L'indispensable chant qui muscle le cerveau

Dernier point dans l'étude: on suspectait depuis pas mal de temps que le fait de chanter en lui-même induisait une croissance de ces régions du cerveau. Un peu comme l'athlète qui fait des exercices se muscle les jambes, ici, en exécutant de façon répétée un comportement, on se musclerait le cerveau via addition de nouveaux neurones et augmentation de la complexité de leurs connexions. En effet, la testostérone induit une croissance en volume de ces noyaux du chant -qui est associée à une neurogenèse extrêmement active.

La démonstration est faite: mettre de la testostérone dans l'aire préoptique augmente la fréquence des chants et la taille des noyaux HVC. Il y a pratiquement un doublement de leur volume chez les oiseaux qui ont de la testostérone dans l'aire préoptique, exactement comme ceux qui l'ont en systémique. Tout ceci prouve l'importance essentielle de l'activité de chant. Les chercheurs se sont rendus en effet compte que le nombre de chants produits était corrélé à la taille des noyaux, observée en fin d'expérience.

"Ce sont des arguments très forts démontrant quasiment que le fait de chanter lui-même augmente le volume de ces noyaux contrôlant le chant", conclut le neurobiologiste. Les deux équipes ont pu démontrer qu'il ne s'agissait pas d'un effet direct de la testostérone parce que la testostérone implantée dans l'aire préoptique est incapable d'atteindre directement les noyaux du chant: en effet, cette hormone n'était pas dosable dans la circulation générale. De plus, la testostérone étant implantée unilatéralement dans l'aire préoptique, les chercheurs n'ont observé aucun effet du côté de l'aire préoptique non implantée. Et, il n'y a pas non plus de connexion nerveuse directe entre l'aire préoptique et le noyau du chant, HVC.

On sait aussi que le fait de chanter induit la sécrétion d'un neurotransmetteur, le BDNF (Brain Derived Neurotrophic Factor - Facteur neurotrophique dérivé du cerveau), une neurotrophine qui contrôle la plasticité neuronale, la croissance neuronale, etc. Or, le BDNF augmente la taille des noyaux du chant. On peut donc faire l'hypothèse suivante: la testostérone induit la motivation à chanter, chanter induit la synthèse de BDNF et BDNF induit la croissance des noyaux.

Sonogramme

Et dans le cerveau de l'homme chanteur?

#### CONSIGNE:
Poursuivez le texte ci-dessus sur le chant et la croissance du cerveau, à partir de sa dernière phrase. Les entrées ne servent pas pour ce travail.

Données de pointage de zones
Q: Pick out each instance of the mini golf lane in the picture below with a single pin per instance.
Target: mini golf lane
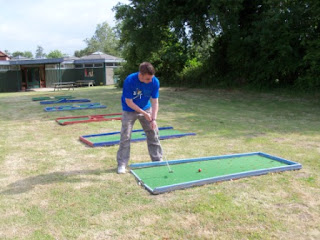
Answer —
(113, 138)
(155, 177)
(89, 118)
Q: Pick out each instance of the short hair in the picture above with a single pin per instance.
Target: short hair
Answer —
(146, 68)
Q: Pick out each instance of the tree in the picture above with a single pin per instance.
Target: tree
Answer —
(145, 38)
(266, 43)
(103, 40)
(26, 54)
(55, 54)
(39, 52)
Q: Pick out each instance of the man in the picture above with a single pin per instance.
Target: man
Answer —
(138, 89)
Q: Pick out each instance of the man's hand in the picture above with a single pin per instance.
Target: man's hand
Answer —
(147, 116)
(153, 124)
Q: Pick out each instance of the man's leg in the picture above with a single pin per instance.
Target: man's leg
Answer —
(154, 147)
(123, 155)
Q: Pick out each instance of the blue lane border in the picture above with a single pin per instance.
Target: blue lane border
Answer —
(291, 166)
(61, 108)
(110, 143)
(63, 100)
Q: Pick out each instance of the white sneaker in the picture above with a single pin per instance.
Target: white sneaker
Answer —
(121, 169)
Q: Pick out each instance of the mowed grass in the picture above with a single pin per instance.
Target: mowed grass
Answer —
(52, 186)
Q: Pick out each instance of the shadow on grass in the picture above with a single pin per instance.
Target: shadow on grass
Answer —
(27, 184)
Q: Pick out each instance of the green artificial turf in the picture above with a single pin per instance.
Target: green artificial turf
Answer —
(160, 176)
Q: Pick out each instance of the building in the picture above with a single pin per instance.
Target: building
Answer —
(20, 73)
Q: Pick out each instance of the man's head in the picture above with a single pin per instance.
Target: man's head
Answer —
(146, 72)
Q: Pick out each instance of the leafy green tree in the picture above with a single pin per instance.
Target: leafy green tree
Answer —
(144, 38)
(265, 43)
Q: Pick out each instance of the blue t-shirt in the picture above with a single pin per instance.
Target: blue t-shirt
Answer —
(139, 92)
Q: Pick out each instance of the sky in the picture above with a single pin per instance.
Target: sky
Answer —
(52, 24)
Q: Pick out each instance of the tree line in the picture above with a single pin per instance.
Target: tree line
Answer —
(214, 43)
(201, 43)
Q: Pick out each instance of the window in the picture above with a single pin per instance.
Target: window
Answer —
(98, 65)
(14, 67)
(4, 68)
(88, 72)
(50, 66)
(68, 66)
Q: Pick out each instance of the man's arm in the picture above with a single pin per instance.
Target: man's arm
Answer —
(135, 107)
(155, 108)
(154, 114)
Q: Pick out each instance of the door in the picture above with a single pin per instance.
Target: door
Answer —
(33, 76)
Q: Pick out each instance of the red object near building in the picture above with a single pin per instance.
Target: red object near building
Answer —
(4, 56)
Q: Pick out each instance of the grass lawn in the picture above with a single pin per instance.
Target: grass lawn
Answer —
(52, 186)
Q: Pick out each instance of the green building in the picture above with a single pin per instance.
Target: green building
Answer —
(22, 73)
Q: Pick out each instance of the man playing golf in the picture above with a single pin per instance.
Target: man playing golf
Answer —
(138, 89)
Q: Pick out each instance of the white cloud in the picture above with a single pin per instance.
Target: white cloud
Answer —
(58, 24)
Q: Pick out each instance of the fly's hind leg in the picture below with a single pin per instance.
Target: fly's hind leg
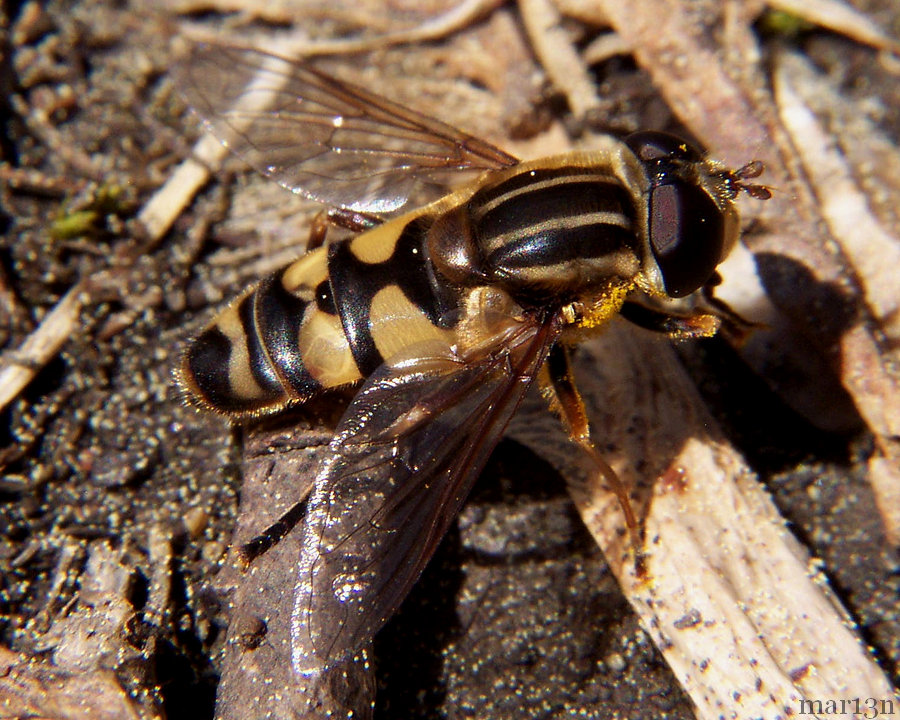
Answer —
(272, 535)
(565, 399)
(347, 219)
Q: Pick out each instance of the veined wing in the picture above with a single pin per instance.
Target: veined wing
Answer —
(322, 138)
(405, 456)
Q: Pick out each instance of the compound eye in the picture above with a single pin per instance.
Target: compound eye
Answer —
(650, 146)
(686, 236)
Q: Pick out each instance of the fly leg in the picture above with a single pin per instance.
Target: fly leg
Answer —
(272, 535)
(347, 219)
(713, 315)
(566, 400)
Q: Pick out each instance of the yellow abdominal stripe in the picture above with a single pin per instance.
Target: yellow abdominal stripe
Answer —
(397, 324)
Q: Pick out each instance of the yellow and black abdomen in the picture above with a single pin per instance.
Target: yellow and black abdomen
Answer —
(327, 320)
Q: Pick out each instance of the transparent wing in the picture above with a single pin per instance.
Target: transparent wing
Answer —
(322, 138)
(404, 458)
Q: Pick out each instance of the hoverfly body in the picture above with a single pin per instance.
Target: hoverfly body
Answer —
(442, 317)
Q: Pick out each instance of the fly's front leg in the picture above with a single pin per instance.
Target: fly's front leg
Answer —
(678, 327)
(714, 314)
(566, 400)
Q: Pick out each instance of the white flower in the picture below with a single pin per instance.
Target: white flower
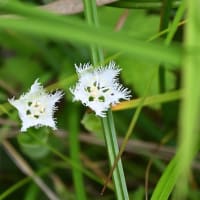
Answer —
(98, 88)
(36, 108)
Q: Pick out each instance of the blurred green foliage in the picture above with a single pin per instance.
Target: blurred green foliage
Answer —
(26, 55)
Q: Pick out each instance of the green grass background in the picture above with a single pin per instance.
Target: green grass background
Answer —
(157, 48)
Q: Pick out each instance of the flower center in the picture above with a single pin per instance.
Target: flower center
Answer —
(35, 109)
(96, 92)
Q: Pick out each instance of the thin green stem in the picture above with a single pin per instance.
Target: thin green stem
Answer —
(74, 147)
(113, 150)
(107, 122)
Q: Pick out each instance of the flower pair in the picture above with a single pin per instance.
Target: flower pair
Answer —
(97, 88)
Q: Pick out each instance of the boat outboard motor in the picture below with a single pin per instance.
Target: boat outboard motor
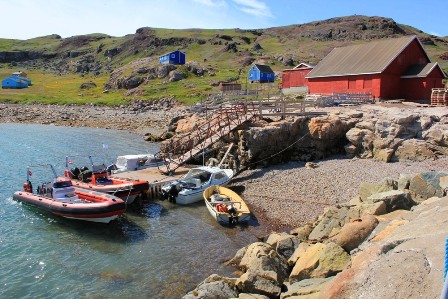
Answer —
(75, 172)
(233, 219)
(172, 193)
(111, 168)
(28, 187)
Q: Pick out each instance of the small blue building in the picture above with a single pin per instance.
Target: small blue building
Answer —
(26, 79)
(261, 73)
(175, 57)
(14, 82)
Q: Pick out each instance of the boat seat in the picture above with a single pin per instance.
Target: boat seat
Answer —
(197, 182)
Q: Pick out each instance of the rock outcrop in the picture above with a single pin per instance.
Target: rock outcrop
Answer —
(382, 133)
(395, 253)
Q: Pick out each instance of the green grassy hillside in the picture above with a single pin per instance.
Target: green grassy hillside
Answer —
(58, 67)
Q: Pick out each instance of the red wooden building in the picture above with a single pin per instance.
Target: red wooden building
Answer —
(296, 76)
(397, 68)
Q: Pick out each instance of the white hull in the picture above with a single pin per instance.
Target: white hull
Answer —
(223, 218)
(226, 197)
(189, 198)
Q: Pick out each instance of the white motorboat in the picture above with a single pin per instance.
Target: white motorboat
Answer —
(134, 162)
(189, 189)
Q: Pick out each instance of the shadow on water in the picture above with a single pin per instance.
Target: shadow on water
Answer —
(150, 209)
(120, 230)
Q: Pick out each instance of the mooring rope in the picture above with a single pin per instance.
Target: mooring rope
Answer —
(444, 294)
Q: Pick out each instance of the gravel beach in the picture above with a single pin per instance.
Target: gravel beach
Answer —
(282, 196)
(290, 195)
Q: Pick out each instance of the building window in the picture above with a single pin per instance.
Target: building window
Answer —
(368, 83)
(351, 83)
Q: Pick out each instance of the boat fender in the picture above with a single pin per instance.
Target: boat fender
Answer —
(221, 208)
(28, 187)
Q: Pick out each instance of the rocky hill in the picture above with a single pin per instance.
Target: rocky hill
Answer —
(131, 61)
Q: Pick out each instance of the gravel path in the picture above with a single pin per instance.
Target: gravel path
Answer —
(290, 195)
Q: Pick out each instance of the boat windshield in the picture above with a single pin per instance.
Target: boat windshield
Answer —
(62, 184)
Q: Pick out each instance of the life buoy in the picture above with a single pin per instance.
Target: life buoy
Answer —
(27, 187)
(221, 208)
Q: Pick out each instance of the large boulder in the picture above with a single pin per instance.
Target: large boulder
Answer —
(320, 261)
(329, 223)
(406, 263)
(264, 269)
(367, 189)
(259, 283)
(302, 232)
(284, 244)
(176, 75)
(414, 150)
(214, 287)
(394, 199)
(427, 185)
(362, 141)
(306, 289)
(355, 232)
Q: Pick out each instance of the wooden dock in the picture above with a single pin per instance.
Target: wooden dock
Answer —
(155, 178)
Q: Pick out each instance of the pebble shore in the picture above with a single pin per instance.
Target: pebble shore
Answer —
(281, 197)
(290, 195)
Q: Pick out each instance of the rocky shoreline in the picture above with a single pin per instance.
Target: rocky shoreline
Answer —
(298, 200)
(271, 191)
(386, 242)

#### RÉPONSE:
Comme expliqué plus haut, ces recherches sur le canari n'ont, dans un premier temps, pas été prises au sérieux. Casser un dogme ne va pas de soi et Fernando Nottebohm a dû faire beaucoup d'études pour convaincre les scientifiques qu'il y avait vraiment de nouveaux neurones. "Il a pu le démontrer, commente Jacques Balthazart, et du coup les chercheurs ont recommencé à investiguer le phénomène chez les mammifères. Ils se sont rendu compte que cela existait aussi chez eux, à un degré moindre, parce que le canari remplace grosso modo 1% de ses neurones/jour dans cette zone du cerveau, alors que l'homme n'en remplace que 1,75%/an dans une région limitée du cerveau, l’hippocampe! Ce n'est pas la même chose, mais c'est malgré tout présent. Et cela a une fonction importante dans les problèmes de consolidation de la mémoire, de réaction au stress... On pense maintenant qu'un certain nombre de traitements de la dépression agissent en modulant la neurogenèse et en ramenant de nouveaux neurones dans certaines zones du cerveau par exemple".

Les raisons pour étudier ces phénomènes ne manquent donc pas et le canari est devenu un modèle de recherche biomédicale parce que la neurogenèse y est extrêmement visible et plus facile à étudier. L'espoir étant de pouvoir transposer les mécanismes observés chez lui à l'homme. "A très long terme, observe Jacques Balthazart, l'idée c'est que si on arrivait à créer une neurogenèse ou à favoriser une neurogenèse plus importante dans le cerveau humain, on pourrait contrer, voire guérir les maladies neurodégénératives ou arriver à avoir une réparation, partielle au moins, de lésions traumatiques cérébrales".